THE EXERCISE:
Reproduce every one of the entries below, word for word and in the same order.

* Begin *

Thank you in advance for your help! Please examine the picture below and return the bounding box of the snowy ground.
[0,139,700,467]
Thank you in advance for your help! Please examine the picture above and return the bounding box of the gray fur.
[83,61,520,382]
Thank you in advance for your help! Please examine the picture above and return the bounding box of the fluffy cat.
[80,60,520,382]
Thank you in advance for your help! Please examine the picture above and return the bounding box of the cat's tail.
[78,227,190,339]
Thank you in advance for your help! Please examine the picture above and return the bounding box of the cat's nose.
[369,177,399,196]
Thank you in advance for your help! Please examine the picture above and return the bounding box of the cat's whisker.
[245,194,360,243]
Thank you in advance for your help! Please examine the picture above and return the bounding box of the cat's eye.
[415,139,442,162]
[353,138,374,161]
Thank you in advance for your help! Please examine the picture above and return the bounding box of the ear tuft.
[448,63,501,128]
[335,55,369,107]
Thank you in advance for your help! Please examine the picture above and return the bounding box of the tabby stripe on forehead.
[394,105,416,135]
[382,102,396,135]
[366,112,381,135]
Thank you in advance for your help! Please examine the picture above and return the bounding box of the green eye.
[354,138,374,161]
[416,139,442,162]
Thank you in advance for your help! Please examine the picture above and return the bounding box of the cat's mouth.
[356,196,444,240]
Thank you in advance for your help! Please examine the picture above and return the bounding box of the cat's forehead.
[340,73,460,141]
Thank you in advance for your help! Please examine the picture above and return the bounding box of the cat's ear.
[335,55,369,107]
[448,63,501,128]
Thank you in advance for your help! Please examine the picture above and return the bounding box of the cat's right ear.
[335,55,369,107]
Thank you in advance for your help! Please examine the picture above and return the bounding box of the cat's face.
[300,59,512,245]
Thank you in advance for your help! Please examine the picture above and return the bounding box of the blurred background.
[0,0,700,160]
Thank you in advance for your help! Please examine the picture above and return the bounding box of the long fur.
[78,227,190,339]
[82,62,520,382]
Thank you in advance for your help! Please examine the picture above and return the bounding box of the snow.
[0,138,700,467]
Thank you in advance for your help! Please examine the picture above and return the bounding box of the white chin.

* End *

IN RESPONSE:
Thank you in advance for your help! Please examine the picture below and return the bounding box of the snowy ground.
[0,139,700,467]
Thank you in advance for your help! Please examine the picture above and return the bounding box of the gray fur.
[83,61,520,382]
Thank you in advance for your help! Please examine the picture above and return the bounding box of the fluffy cat.
[80,60,520,382]
Thank you in advance for your help! Please examine the picture above and return the bounding box of the cat's tail.
[78,227,190,339]
Thank you in advance for your help! Please examine the picture above and return the bounding box of the cat's nose.
[369,177,399,196]
Thank you in advance for your help! Please examine the picture above and return the bounding box of the cat's whisker.
[245,194,360,243]
Thank you in advance for your help! Please examine the picture above and return the bounding box of the cat's eye.
[415,139,442,162]
[353,138,374,161]
Thank you in advance for your help! Please examine the picture above and return the bounding box of the ear tuft.
[448,63,501,128]
[335,55,369,107]
Thank you in advance for your help! Please examine the picture above and return the bounding box of the tabby stripe on forehead.
[394,105,416,135]
[382,102,396,135]
[366,112,381,135]
Thank you in advance for your help! Please examine the picture above and return the bounding box of the green eye.
[354,138,374,161]
[416,139,442,162]
Thank you in advance for your help! Please examine the picture above and return the bounding box of the cat's mouth.
[356,196,444,240]
Thank you in advance for your help! Please examine the picture above and return the bounding box of the cat's forehead.
[340,73,460,141]
Thank you in advance for your help! Please examine the picture above and return the bounding box of the cat's ear.
[335,55,369,107]
[448,63,501,128]
Thank you in advance for your help! Please examine the picture above and return the bounding box of the cat's right ear.
[335,55,369,107]
Thank you in advance for your help! Please examine the picture above and return the bounding box of the cat's face.
[300,59,512,245]
Thank you in advance for your help! Please examine the picture above and return the bounding box of the blurred background.
[0,0,700,160]
Thank you in advance for your help! Please examine the picture above and return the bounding box of the long fur.
[78,227,190,339]
[82,62,520,382]
Thank you in advance for your help! Please examine the picture above and return the bounding box of the snow.
[0,138,700,467]
Thank you in advance for your help! Please examine the picture above and return the bounding box of the white chin.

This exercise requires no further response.